**WHAT THE TASK ASKS:** Would you repeat all of the records underneath, exactly as written?

**DATA FOR THIS TASK:**

⟨

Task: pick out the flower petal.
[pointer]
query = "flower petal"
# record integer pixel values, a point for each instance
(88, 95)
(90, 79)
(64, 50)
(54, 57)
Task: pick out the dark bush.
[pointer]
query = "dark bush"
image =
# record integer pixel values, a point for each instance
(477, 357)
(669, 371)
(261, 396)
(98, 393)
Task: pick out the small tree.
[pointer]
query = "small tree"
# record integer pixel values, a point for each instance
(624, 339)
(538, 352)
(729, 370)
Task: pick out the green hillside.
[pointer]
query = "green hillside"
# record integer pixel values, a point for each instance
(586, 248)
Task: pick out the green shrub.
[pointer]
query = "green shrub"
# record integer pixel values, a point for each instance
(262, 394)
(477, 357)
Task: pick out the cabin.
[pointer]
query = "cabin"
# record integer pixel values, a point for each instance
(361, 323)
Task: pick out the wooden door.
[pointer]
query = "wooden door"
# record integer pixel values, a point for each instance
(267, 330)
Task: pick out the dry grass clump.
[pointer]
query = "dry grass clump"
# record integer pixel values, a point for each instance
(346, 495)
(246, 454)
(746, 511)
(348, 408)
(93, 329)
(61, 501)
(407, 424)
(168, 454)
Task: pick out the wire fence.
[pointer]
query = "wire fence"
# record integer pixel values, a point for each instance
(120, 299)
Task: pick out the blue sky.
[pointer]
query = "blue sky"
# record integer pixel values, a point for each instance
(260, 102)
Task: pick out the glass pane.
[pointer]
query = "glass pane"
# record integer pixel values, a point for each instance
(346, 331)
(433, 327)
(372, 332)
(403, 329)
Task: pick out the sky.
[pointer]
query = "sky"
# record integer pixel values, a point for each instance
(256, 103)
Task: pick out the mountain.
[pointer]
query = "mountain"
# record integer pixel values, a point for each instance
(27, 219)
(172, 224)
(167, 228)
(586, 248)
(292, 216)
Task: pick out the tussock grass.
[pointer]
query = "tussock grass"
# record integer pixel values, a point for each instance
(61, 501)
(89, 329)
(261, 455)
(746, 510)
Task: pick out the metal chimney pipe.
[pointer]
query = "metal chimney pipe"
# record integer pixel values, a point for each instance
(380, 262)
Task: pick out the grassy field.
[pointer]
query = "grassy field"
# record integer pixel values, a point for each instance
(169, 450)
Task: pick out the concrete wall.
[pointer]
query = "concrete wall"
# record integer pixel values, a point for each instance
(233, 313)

⟩

**TASK ANSWER:**
Task: pick out the flower petal.
[pointer]
query = "flower petal"
# record integer pixel values, a point for each instance
(88, 95)
(90, 79)
(64, 50)
(54, 57)
Task: pick out the dark bush.
[pointer]
query = "dark bush"
image =
# record integer pixel values, a point for each instance
(477, 357)
(669, 371)
(261, 396)
(98, 393)
Task: pick out the small tree.
[pointer]
query = "small tree"
# record integer pixel values, a point for each instance
(624, 339)
(538, 352)
(729, 370)
Task: pick out the green hillside.
[pointer]
query = "green hillside"
# record integer pixel values, a point for each instance
(586, 248)
Task: pick out the green shrub.
[pointer]
query = "green shrub"
# record integer pixel values, a point for each instance
(262, 394)
(477, 357)
Task: pick out the cabin.
[pointer]
query = "cabin"
# record integer pixel values, a point for each instance
(361, 323)
Task: pick out the wooden door.
[pointer]
query = "wooden door"
# record integer pixel values, a point for each instance
(267, 330)
Task: pick out the dry grass clump.
[pointer]
query = "dry grass clump"
# record integer pixel values, a point for each instance
(346, 495)
(246, 454)
(746, 511)
(348, 408)
(93, 329)
(61, 501)
(407, 424)
(168, 454)
Task: pick out the wire fence.
[pointer]
query = "wire fence"
# record integer pixel values, a point for each instance
(120, 299)
Task: pick out the blue sky.
[pointer]
query = "blue sky"
# record integer pixel values, a point for each instance
(260, 102)
Task: pick out the glass pane.
[pointer]
query = "glass pane"
# record integer pixel values, a point for each instance
(346, 331)
(433, 327)
(372, 332)
(403, 329)
Task: pick out the sky.
[pointer]
query = "sky"
# record integer pixel values, a point for each instance
(256, 103)
Task: pick out the mountain.
[pointer]
query = "mountain"
# record integer pixel values, a point for each instance
(27, 219)
(172, 224)
(167, 228)
(586, 248)
(292, 216)
Task: pick out the tussock grass.
[pointer]
query = "tussock grass"
# record integer pixel values, a point for each instance
(61, 501)
(89, 329)
(261, 455)
(746, 510)
Task: pick out the metal chimney pipe.
[pointer]
query = "metal chimney pipe"
# record integer pixel values, a point for each instance
(380, 262)
Task: pick out the grassy field.
[pointer]
query = "grassy field"
# record integer pixel values, a point for each instance
(169, 450)
Task: pick out the concrete wall.
[pointer]
query = "concrete wall"
# record integer pixel values, a point for each instance
(233, 313)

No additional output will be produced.